(Beginning of Provided records)

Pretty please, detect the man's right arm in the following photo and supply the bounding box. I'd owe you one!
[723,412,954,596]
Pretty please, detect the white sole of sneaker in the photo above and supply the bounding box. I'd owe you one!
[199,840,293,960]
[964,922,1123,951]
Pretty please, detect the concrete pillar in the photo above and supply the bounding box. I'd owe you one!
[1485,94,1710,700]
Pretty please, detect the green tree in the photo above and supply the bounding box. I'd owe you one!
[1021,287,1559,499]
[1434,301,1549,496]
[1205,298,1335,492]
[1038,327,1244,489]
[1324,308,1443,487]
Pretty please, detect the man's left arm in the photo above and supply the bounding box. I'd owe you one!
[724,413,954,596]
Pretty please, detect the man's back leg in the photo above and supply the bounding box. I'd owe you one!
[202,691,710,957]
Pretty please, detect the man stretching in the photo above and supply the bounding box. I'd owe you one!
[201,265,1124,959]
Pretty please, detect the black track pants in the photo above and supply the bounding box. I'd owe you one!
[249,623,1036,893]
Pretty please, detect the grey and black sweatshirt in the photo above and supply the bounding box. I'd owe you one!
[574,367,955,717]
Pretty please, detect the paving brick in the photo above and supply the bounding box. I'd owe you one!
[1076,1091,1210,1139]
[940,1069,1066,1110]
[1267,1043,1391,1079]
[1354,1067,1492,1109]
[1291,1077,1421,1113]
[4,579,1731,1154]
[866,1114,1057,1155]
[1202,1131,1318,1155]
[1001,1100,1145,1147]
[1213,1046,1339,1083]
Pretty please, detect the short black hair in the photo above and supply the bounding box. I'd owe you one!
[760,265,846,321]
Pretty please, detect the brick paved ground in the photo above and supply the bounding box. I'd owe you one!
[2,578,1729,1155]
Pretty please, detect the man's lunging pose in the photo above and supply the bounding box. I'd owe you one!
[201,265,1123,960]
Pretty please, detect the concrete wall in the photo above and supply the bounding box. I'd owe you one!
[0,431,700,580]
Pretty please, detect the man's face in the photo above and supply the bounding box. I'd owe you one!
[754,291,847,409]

(End of Provided records)

What to produce:
Reproduce every line of the data verbatim.

Response to the task:
Pretty please, detect the man's right arm in the following photo and supply the bounding box. I'd owe you one!
[723,412,954,596]
Pretty please, detect the white sole of sneaker in the photo above and supply the bounding box. I'd owe you one!
[199,840,293,960]
[964,922,1123,951]
Pretty please, detect the concrete pillar in the photo above and supply the bounding box. I'd owe you one!
[1485,94,1710,700]
Pretty please, detect the green tree in the photo above and supply the bounding box. I'd owe you one!
[1021,287,1559,499]
[1434,301,1549,496]
[1205,298,1335,492]
[1038,327,1244,489]
[1324,308,1443,487]
Pretty please, detect the man's left arm in the photo above and supply the bounding box. I'd owe you one!
[724,413,954,596]
Pretty please, detect the man's back leg in the photo above and supply the bounding box. I'd owe you one!
[202,691,710,957]
Pretty please, detect the man stretching in the photo above and supply the bounding box. I'd owe you one!
[201,265,1124,959]
Pretty please, detect the black track pants in the photo above and supply the bounding box. I'd owe you one!
[249,623,1036,893]
Pretty please, detect the grey and black sweatshirt in the photo above and supply the bounding box. I'd owe you one!
[574,367,955,717]
Pretty please, detect the paving brick in the photo above and supply the bounding box. I'd owe you one!
[1076,1091,1210,1139]
[940,1069,1066,1110]
[1267,1043,1391,1079]
[1354,1067,1492,1109]
[1291,1077,1421,1113]
[4,579,1731,1154]
[866,1114,1057,1155]
[1202,1131,1318,1155]
[1001,1100,1145,1147]
[1213,1046,1339,1083]
Pretty please, detect the short black hair in the photo above and supply the bounding box. I'd owe you one!
[760,265,846,321]
Pretty please, detect the brick paved ground in the photo above and supply the bounding box. I'd owe you one!
[2,578,1729,1155]
Pretty please, detect the man's lunging pose in the photo above and supply the bounding box. I'd owe you one!
[201,265,1123,960]
Pretty please, detect the concrete wall in the photo above and supply the bounding box. I'd owe you one!
[0,431,700,580]
Pretty please, detect the man's face in the photo above and supply the bounding box. I'd owe you one!
[754,291,847,409]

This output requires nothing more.